Texte à lire —
+++++

Chaque établissement a essayé de mettre en place à l'échelle de son département des mesures de ce type, et chacun a pu le faire à la hauteur de ses moyens.
C'est évidemment en temps de crise qu'on améliore les relations avec ses partenaires. En Seine-et-Marne, les relations avec les associatifs étaient historiquement inexistantes ; elles ont été reconstruites durant la crise, et sont bonnes.
Il y a eu aussi une mobilisation intéressante des ambulances privées. Les interactions avec les sapeurs-pompiers sont réelles au quotidien. Les quatre départements de la grande couronne parisienne sont interfacés avec les sapeurs-pompiers - et les trois départements de la petite couronne sont en cours : nous transférons les dossiers informatiquement pour récupérer les informations, et cela fonctionne bien. Cela n'a pas empêché d'avoir des officiers sapeurs-pompiers, à ma demande, qui sont venus en régulation du SAMU pour faciliter le lien : le lien informatique est une chose, le lien organisationnel et présentiel est autre chose, mais les deux étaient possibles. Je n'ai pas été le seul à le faire. Les sapeurs-pompiers participaient au tri à l'entrée des établissements. Les relations sont polymorphes d'un département à l'autre, donc je ne ferai pas de généralité. Dans certains départements, les collaborations ont été efficaces, dans d'autres elles ont été plus difficiles.

+++++

[Données de pointage de régions]
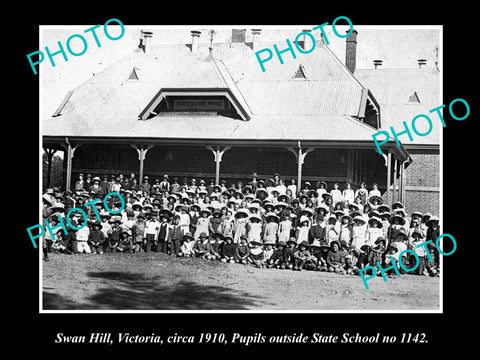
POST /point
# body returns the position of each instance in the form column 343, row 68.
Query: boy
column 302, row 257
column 256, row 256
column 138, row 230
column 335, row 258
column 229, row 250
column 290, row 251
column 242, row 251
column 268, row 251
column 163, row 233
column 96, row 239
column 377, row 253
column 215, row 247
column 175, row 237
column 82, row 240
column 124, row 244
column 316, row 251
column 186, row 250
column 431, row 266
column 59, row 244
column 277, row 259
column 417, row 239
column 201, row 248
column 151, row 231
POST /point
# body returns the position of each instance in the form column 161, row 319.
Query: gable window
column 300, row 73
column 414, row 99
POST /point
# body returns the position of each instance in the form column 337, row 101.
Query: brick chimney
column 421, row 62
column 255, row 34
column 351, row 52
column 195, row 35
column 377, row 63
column 147, row 41
column 238, row 35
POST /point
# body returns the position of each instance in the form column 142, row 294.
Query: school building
column 206, row 110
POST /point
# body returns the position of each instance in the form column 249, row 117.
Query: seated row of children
column 338, row 256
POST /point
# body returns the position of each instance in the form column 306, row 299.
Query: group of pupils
column 265, row 224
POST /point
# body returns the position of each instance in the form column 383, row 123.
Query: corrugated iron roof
column 393, row 89
column 282, row 107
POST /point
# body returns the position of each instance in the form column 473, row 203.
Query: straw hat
column 397, row 205
column 359, row 218
column 292, row 240
column 431, row 220
column 323, row 207
column 271, row 215
column 303, row 219
column 241, row 213
column 375, row 219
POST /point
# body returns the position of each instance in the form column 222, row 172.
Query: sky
column 398, row 47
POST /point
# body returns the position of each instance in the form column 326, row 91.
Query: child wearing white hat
column 254, row 228
column 303, row 230
column 270, row 230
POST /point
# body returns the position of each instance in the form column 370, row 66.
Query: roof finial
column 211, row 32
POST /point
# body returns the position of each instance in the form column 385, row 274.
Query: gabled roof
column 323, row 107
column 394, row 88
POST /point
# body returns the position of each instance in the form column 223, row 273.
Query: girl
column 270, row 230
column 254, row 229
column 277, row 259
column 336, row 194
column 321, row 188
column 359, row 232
column 184, row 219
column 374, row 230
column 215, row 221
column 335, row 258
column 348, row 194
column 328, row 201
column 202, row 224
column 293, row 188
column 289, row 196
column 302, row 231
column 226, row 226
column 303, row 259
column 345, row 228
column 256, row 256
column 303, row 201
column 397, row 223
column 194, row 216
column 228, row 250
column 186, row 250
column 285, row 227
column 362, row 193
column 332, row 230
column 239, row 225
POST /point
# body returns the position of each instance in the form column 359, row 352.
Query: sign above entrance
column 199, row 104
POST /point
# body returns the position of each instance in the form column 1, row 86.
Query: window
column 300, row 73
column 413, row 99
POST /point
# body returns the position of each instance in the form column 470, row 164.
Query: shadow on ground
column 127, row 291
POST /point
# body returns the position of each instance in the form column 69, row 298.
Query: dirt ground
column 155, row 281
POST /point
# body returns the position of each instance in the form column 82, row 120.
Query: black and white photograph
column 236, row 168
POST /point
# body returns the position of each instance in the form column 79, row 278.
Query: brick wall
column 424, row 171
column 423, row 201
column 422, row 178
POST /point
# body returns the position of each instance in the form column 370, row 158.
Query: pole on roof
column 300, row 156
column 50, row 153
column 395, row 196
column 217, row 157
column 142, row 152
column 70, row 154
column 389, row 169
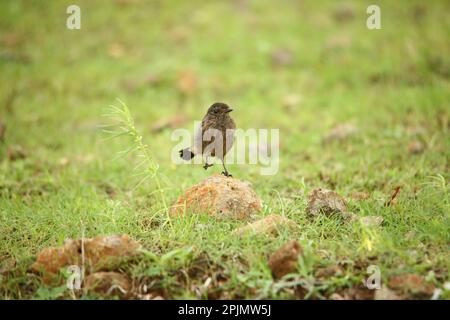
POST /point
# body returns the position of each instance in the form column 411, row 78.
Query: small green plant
column 123, row 125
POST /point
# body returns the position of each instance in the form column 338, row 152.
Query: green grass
column 55, row 85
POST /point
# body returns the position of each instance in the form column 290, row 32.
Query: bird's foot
column 226, row 174
column 207, row 165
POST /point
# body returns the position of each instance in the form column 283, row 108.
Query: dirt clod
column 100, row 253
column 284, row 260
column 385, row 293
column 220, row 196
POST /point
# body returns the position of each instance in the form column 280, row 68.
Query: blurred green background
column 301, row 66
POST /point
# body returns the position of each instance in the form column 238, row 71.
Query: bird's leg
column 225, row 173
column 207, row 165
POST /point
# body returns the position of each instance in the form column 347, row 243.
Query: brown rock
column 327, row 202
column 269, row 225
column 386, row 294
column 372, row 221
column 327, row 272
column 99, row 253
column 284, row 260
column 108, row 283
column 223, row 197
column 360, row 195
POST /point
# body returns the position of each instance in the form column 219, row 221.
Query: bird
column 214, row 138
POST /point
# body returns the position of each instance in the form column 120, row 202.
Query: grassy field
column 301, row 66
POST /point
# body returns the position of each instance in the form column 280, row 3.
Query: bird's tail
column 186, row 154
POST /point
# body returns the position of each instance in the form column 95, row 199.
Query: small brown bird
column 215, row 137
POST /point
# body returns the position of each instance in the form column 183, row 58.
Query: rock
column 220, row 196
column 416, row 147
column 386, row 294
column 327, row 272
column 99, row 253
column 284, row 260
column 360, row 196
column 327, row 202
column 269, row 225
column 341, row 132
column 412, row 284
column 108, row 283
column 336, row 296
column 372, row 221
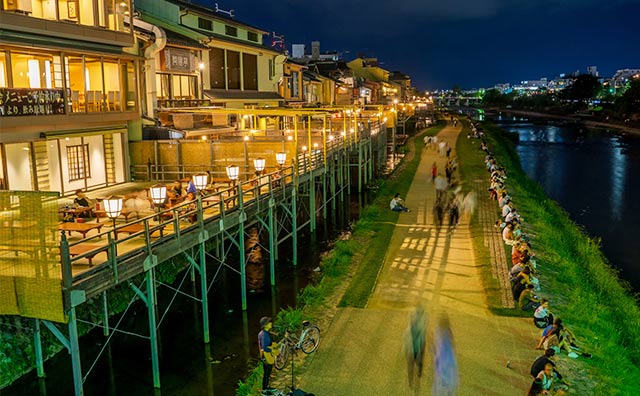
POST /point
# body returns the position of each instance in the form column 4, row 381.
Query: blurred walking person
column 445, row 365
column 415, row 343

+++++

Travail à faire — Reprenez le texte sur la coopération du SAMU avec ses partenaires pendant la crise et poursuivez-le à partir de sa dernière phrase.

Résultat obtenu —
L'enjeu médical par rapport à la régulation est très fort. La régulation sert à avoir une entrée commune pour tous les patients ayant une nécessité de soins, notamment non programmés. Elle sert à trier et à essayer de faire rentrer au mieux le patient dans un parcours de soins. Ces métiers se sont développés depuis 20 à 30 ans. - actuellement, onze écoles d'ARM ont ouvert sur tout le territoire, dont une à Paris. Les trente premières secondes sont fondamentales pour pouvoir faire ce tri, essayer de bien faire rentrer les patients dans les bons parcours de prise en charge. C'est ce qui a été fait pendant cette crise. Nous avons eu des armées de « décrocheurs », qui ont été formées et ont été mises en place. Ils peuvent réadresser l'appel en fonction des besoins : arrêt cardiaque, accident, covid... Cette idée du sas a fonctionné et a permis d'absorber des volumes d'appel quatre à sept fois plus importants.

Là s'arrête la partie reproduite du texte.